__DESCRIPTION OF THE TASK__.
Transcribe each line of the records below exactly, excluding any embedded images.

MATERIALS PROVIDED section start

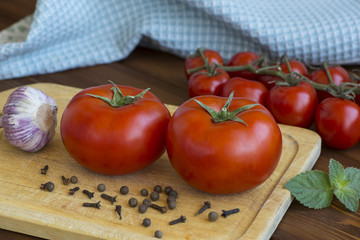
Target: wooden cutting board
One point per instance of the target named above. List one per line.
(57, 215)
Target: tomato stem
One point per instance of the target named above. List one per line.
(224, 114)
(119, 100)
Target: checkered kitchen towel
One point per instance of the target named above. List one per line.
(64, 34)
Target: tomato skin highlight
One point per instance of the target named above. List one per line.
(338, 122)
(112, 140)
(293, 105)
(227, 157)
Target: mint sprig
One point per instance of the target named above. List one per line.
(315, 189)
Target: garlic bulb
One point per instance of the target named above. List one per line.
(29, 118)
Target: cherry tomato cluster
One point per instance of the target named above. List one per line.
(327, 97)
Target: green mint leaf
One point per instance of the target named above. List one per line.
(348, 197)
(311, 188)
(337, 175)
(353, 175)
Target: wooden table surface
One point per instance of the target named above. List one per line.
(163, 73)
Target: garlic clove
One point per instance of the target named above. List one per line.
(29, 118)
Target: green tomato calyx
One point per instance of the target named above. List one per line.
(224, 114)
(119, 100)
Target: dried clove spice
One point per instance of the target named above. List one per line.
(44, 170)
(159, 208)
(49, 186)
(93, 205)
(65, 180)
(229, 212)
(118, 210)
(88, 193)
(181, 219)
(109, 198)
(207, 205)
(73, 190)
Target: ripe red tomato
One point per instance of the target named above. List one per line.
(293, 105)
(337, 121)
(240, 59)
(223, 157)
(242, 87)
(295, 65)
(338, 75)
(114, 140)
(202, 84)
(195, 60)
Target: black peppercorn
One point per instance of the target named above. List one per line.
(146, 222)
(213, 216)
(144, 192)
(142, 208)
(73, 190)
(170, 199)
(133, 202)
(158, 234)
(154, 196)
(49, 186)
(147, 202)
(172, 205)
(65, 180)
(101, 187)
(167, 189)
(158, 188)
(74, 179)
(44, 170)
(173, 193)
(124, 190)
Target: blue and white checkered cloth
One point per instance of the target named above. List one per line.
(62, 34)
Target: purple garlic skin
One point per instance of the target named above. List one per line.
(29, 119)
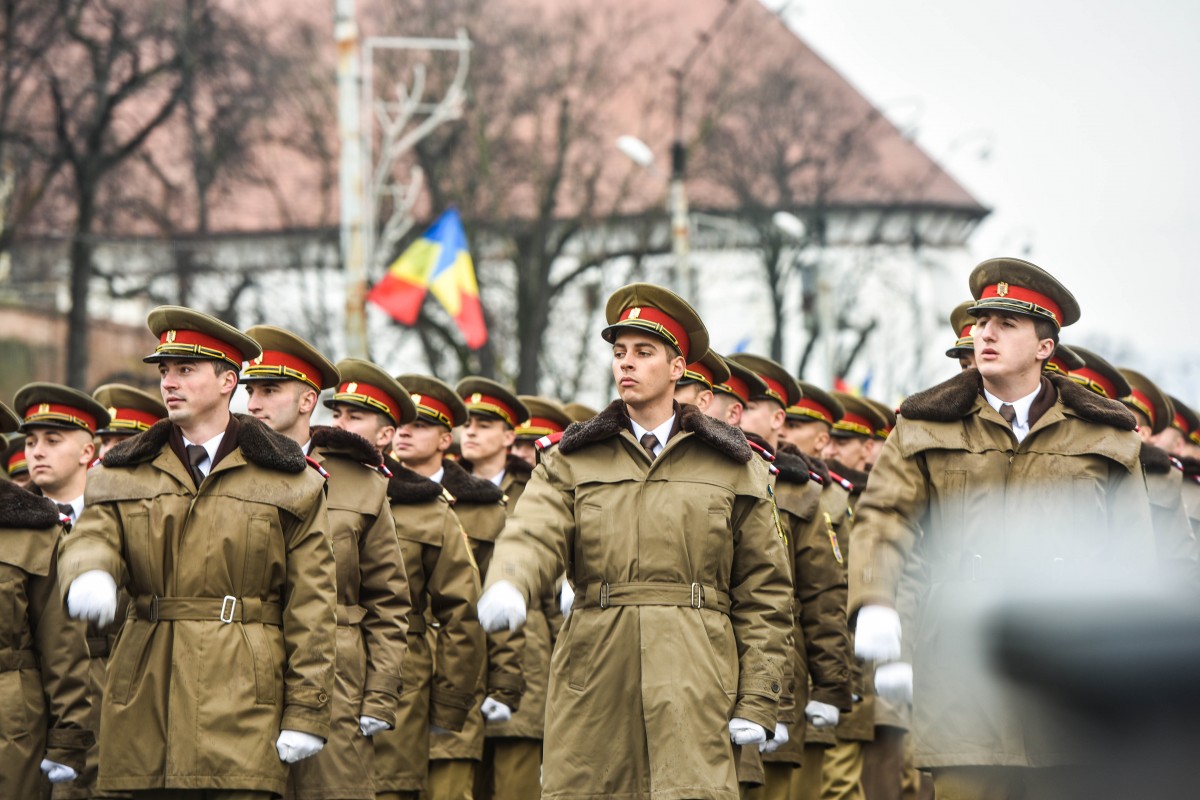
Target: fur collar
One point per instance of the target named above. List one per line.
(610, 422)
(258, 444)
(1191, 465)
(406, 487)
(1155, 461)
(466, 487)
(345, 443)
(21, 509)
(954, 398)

MATERIALS PROVIDED section end

__RESULT OF THIS TASK__.
Target: wooden cutting board
One point per instance of the target named above. List one per line.
(57, 215)
Target: tomato stem
One point per instance of the target named above. List one per line.
(224, 114)
(119, 100)
Target: checkered kitchen towel
One point per instance of the target named above. List one per line.
(64, 34)
Target: tomato skin highlight
One point per instance of the target named above. List one per line.
(338, 122)
(112, 140)
(293, 105)
(227, 157)
Target: mint sprig
One point per instance of the target named above. List one per line.
(315, 189)
Target: garlic bulb
One point per instance of the target named above. List one per line.
(29, 118)
Target: cherry tomato cluster
One point per instance of the target named above. List one per line.
(327, 97)
Target: green mint leaf
One point per instance of the target named above. List one per line.
(348, 197)
(311, 188)
(337, 175)
(353, 175)
Target: wooden table surface
One point per instance of the target named above. List one per line.
(163, 73)
Target: garlic clove
One point per instance of the target named above. List one per line.
(29, 118)
Target: green tomato calyx
One point per instance of the target named above. List one per line.
(224, 114)
(119, 100)
Target: dried clove spice
One point per instance of the target named above. List one per line.
(44, 170)
(159, 208)
(49, 186)
(93, 205)
(65, 180)
(229, 212)
(118, 210)
(88, 193)
(181, 219)
(109, 198)
(207, 205)
(73, 190)
Target: ripe red tomato
One point per instance of the target named above. List one per line.
(293, 105)
(337, 121)
(240, 59)
(223, 157)
(242, 87)
(295, 65)
(338, 75)
(114, 140)
(202, 84)
(195, 60)
Target: black peppercorn
One point per instance of the target named above. List one per line.
(146, 222)
(213, 216)
(144, 192)
(142, 208)
(73, 190)
(170, 199)
(133, 202)
(158, 234)
(154, 196)
(49, 186)
(147, 202)
(172, 205)
(65, 180)
(101, 187)
(167, 189)
(158, 188)
(74, 179)
(44, 170)
(173, 193)
(124, 190)
Target: blue and white checkered cloth
One point per instance of the target named above. List one per line.
(62, 34)
Target: purple garlic skin
One point per instance of the target named above. List one per line.
(29, 119)
Target: fur collar
One point per instance of the target named above. List one per line.
(610, 422)
(258, 444)
(1191, 465)
(406, 487)
(1155, 461)
(466, 487)
(345, 443)
(21, 509)
(954, 398)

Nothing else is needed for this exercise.